United States Senate Inquiry

Day 1

Testimony of Charles H. Lightoller, cont.

Senator SMITH.
It was Col. Gracie, anyway?

Mr. LIGHTOLLER.
Col. Gracie was on the upturned boat with me; yes.

Senator SMITH.
Was he on the upturned boat before you got it righted around?

Mr. LIGHTOLLER.
We never righted it.

Senator SMITH.
You never righted it?

Mr. LIGHTOLLER.
No, sir, we could not.

Senator SMITH.
Who else was there?

Mr. LIGHTOLLER.
I think all the rest were firemen taken out of the water, sir. Those are the only passengers that I know of.

Senator SMITH.
No other passengers?

Mr. LIGHTOLLER.
There were two or three that died. I think there were three or four who died during the night.

Senator SMITH.
Aboard this boat with you?

Mr. LIGHTOLLER.
Yes, sir; I think the senior Marconi operator was on the boat and died. The Marconi junior operator told me that the senior was on this boat and died.

Senator SMITH.
From the cold?

Mr. LIGHTOLLER.
Presumably.

Senator SMITH.
Not from the blow of this -

Mr. LIGHTOLLER.
No; not that I know of.

Object detection data |
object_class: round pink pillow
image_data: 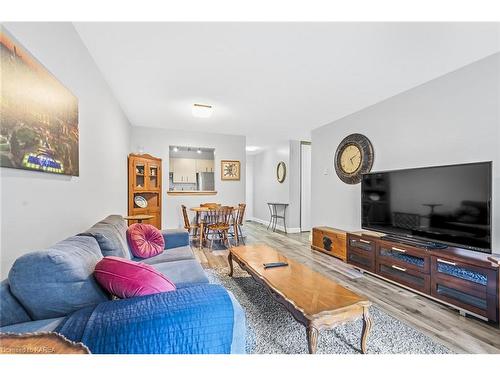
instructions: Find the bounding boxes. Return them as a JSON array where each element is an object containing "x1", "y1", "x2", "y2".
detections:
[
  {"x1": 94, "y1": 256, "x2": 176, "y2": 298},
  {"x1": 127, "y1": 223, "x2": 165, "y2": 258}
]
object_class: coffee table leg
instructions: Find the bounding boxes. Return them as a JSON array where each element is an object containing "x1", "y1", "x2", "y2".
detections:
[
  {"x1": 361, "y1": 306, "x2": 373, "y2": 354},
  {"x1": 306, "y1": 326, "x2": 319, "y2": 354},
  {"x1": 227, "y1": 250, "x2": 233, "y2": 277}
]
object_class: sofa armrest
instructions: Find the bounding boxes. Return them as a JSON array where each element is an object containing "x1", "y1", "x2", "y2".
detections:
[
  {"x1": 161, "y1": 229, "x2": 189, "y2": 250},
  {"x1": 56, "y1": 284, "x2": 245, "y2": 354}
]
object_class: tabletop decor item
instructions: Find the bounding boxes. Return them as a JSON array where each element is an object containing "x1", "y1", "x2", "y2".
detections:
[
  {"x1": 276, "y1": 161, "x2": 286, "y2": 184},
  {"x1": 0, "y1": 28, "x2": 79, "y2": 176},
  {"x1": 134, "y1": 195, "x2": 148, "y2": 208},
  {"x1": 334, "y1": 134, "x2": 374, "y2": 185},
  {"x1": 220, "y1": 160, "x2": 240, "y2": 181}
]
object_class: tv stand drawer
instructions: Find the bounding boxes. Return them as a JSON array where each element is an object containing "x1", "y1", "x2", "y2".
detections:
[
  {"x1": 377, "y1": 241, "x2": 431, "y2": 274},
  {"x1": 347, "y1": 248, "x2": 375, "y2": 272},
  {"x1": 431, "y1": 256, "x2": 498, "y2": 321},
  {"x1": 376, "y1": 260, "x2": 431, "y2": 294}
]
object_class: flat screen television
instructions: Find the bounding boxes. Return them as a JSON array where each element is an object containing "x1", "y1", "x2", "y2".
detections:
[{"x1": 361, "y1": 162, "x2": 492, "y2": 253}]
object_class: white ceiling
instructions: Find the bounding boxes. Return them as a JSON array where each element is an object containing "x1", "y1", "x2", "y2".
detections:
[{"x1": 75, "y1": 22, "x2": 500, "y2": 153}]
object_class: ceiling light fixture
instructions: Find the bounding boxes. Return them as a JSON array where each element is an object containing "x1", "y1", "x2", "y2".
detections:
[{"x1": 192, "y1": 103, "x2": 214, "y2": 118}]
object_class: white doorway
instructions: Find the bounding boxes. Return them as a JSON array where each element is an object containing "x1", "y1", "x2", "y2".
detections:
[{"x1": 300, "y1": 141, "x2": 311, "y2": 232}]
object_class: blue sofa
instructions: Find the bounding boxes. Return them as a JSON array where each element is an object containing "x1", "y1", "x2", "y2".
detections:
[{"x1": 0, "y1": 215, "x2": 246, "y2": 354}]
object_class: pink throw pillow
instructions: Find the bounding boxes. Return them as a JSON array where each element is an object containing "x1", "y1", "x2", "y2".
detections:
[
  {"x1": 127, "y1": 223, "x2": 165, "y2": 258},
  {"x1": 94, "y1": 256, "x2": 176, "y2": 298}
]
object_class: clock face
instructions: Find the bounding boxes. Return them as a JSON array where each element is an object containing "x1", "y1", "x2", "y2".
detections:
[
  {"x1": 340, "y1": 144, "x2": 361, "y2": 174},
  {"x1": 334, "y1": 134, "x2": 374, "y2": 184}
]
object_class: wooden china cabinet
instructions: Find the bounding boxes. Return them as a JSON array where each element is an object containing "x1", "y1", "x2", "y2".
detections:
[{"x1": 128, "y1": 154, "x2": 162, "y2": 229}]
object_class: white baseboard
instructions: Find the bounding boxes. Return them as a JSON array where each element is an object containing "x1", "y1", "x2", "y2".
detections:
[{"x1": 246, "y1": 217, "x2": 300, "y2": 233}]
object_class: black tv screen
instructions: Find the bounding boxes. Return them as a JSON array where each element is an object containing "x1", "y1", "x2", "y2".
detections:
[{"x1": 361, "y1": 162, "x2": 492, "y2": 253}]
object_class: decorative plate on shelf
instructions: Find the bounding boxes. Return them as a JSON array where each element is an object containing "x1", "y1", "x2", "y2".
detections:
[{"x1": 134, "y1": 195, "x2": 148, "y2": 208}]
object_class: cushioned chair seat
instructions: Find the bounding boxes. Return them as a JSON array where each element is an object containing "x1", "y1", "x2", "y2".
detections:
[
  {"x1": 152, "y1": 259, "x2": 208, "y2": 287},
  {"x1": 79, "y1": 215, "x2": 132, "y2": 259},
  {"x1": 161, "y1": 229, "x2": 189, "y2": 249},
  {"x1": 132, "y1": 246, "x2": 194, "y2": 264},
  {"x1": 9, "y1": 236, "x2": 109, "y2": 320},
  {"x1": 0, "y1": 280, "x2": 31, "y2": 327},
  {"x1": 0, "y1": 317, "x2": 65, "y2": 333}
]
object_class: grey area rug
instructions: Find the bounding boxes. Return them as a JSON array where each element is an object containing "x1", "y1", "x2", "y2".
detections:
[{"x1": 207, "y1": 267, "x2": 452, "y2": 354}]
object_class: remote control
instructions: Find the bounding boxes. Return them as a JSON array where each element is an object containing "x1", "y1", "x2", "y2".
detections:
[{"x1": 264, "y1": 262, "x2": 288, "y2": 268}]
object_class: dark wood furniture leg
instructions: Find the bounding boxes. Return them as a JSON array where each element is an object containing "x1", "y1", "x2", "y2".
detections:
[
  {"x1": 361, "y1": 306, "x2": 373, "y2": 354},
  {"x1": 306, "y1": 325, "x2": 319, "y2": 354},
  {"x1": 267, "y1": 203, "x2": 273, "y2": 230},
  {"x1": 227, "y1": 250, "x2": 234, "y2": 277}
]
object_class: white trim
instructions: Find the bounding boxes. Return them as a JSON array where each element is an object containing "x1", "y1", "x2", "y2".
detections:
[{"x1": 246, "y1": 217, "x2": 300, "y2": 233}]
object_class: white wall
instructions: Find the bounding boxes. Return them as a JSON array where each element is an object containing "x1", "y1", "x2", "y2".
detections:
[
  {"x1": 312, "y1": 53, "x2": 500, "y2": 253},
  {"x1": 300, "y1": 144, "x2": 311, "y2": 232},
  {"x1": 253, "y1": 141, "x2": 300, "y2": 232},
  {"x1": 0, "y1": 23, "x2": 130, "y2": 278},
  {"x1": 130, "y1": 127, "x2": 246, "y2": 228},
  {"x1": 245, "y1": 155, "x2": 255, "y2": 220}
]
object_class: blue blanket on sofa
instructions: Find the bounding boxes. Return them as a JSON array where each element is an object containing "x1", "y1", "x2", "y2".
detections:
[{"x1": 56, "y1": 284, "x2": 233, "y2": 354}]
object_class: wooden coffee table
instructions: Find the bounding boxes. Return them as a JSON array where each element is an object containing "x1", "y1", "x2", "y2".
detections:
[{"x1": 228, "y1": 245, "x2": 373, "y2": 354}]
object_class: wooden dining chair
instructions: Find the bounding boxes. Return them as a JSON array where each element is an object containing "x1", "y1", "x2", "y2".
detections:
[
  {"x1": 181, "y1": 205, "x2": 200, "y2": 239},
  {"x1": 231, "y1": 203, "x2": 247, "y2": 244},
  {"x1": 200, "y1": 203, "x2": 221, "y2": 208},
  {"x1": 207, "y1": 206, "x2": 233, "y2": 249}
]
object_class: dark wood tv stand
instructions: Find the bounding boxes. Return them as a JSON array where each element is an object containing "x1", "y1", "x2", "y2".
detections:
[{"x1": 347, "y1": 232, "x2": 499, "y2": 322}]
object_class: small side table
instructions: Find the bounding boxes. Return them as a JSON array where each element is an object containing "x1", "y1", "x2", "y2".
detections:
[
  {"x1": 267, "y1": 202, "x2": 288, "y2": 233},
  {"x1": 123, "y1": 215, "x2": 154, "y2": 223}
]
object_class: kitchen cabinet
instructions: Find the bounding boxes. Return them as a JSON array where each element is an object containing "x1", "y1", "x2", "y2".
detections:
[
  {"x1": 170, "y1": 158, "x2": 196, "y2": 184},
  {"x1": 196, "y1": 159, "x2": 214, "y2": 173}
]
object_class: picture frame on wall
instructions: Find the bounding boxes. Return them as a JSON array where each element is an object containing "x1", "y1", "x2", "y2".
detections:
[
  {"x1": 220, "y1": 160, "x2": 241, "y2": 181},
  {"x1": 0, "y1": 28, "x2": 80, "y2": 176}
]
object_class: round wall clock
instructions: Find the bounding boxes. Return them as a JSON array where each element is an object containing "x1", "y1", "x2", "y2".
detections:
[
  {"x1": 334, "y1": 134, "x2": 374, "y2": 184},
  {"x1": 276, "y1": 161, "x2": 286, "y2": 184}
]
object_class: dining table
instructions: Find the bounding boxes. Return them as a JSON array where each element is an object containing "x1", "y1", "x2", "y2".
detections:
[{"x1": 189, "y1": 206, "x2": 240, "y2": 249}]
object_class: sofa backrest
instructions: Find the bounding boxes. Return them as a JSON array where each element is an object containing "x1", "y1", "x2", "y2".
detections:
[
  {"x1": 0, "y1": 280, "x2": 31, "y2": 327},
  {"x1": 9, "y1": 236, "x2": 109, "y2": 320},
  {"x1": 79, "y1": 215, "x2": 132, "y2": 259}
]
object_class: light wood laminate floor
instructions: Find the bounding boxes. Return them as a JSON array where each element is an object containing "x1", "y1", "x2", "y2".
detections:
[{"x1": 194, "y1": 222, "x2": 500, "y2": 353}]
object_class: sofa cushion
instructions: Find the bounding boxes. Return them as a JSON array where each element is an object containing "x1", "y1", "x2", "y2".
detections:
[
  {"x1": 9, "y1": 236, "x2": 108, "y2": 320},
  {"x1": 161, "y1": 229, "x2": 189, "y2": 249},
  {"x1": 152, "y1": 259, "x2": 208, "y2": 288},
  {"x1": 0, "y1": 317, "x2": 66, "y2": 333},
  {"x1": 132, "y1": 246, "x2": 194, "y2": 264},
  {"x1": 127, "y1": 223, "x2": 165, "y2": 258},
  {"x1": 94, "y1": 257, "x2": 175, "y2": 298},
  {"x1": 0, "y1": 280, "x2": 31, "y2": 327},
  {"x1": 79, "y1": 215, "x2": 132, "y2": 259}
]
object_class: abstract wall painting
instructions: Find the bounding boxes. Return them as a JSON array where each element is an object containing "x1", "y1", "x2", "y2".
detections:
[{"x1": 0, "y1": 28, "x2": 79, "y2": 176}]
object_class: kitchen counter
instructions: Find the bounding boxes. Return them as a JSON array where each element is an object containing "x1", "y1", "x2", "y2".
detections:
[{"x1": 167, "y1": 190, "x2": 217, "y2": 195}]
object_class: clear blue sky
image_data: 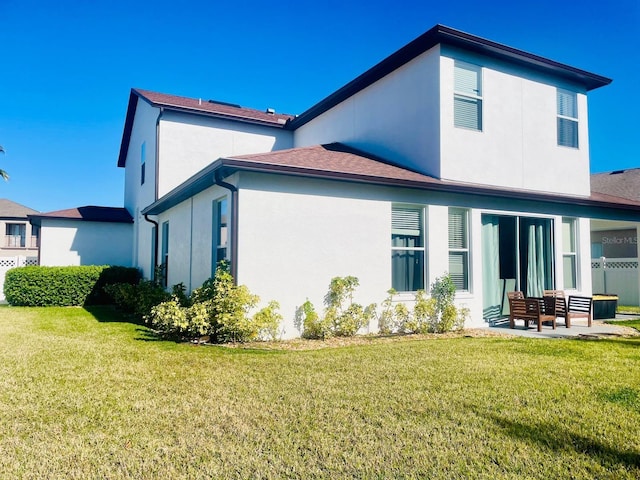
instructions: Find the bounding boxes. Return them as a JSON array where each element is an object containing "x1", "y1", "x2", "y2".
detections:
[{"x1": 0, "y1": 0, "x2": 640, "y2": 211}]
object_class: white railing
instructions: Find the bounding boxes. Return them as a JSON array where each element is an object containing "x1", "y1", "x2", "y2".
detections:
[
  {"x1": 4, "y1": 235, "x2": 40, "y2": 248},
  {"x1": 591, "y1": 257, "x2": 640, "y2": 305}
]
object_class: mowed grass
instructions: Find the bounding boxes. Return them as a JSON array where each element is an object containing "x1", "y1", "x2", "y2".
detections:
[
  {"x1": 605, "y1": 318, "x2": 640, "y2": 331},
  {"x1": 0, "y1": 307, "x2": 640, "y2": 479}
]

GIVEN REQUEST 1 | Print the section of the Senate inquiry testimony that starts at "United States Senate" and ends at "with me; yes.".
GIVEN REQUEST 2 | In the Senate inquiry testimony, who told Lightoller that the senior Marconi operator had been on the boat and died?
GIVEN REQUEST 3 | Carry the Senate inquiry testimony forward from its last line.
These records have no connection to the Senate inquiry testimony.

TASK ANSWER 1 |
United States Senate Inquiry

Day 1

Testimony of Charles H. Lightoller, cont.

Senator SMITH.
It was Col. Gracie, anyway?

Mr. LIGHTOLLER.
Col. Gracie was on the upturned boat with me; yes.

TASK ANSWER 2 | The Marconi junior operator.

TASK ANSWER 3 |
Senator SMITH.
How many persons altogether?

Mr. LIGHTOLLER.
I should roughly estimate about 30. She was packed standing from stem to stern at daylight.

Senator SMITH.
Was there any effort made by others to board her?

Mr. LIGHTOLLER.
We took all on board that we could.

Senator SMITH.
I understand, but I wanted to know whether there was any effort made by others to get aboard?

Mr. LIGHTOLLER.
Not that I saw.

Senator SMITH.
There must have been a great number of people in the water?

Mr. LIGHTOLLER.
But not near us. They were some distance away from us.

Senator SMITH.
How far?

Mr. LIGHTOLLER.
It seemed about a half a mile.

Senator SMITH.
Was not this the only raft or craft in sight?

Mr. LIGHTOLLER.
It was dark, sir.

Senator SMITH.
Yes. But this was the only thing there was to get on at that time?

Mr. LIGHTOLLER.
With the exception of the wreckage.

Senator SMITH.
With the exception of what floated off the ship?

Mr. LIGHTOLLER.
Yes, sir.

Senator SMITH.
In the form of wreckage?

Mr. LIGHTOLLER.
Yes, sir.

Senator SMITH.
Did you see Col. Gracie?

Mr. LIGHTOLLER.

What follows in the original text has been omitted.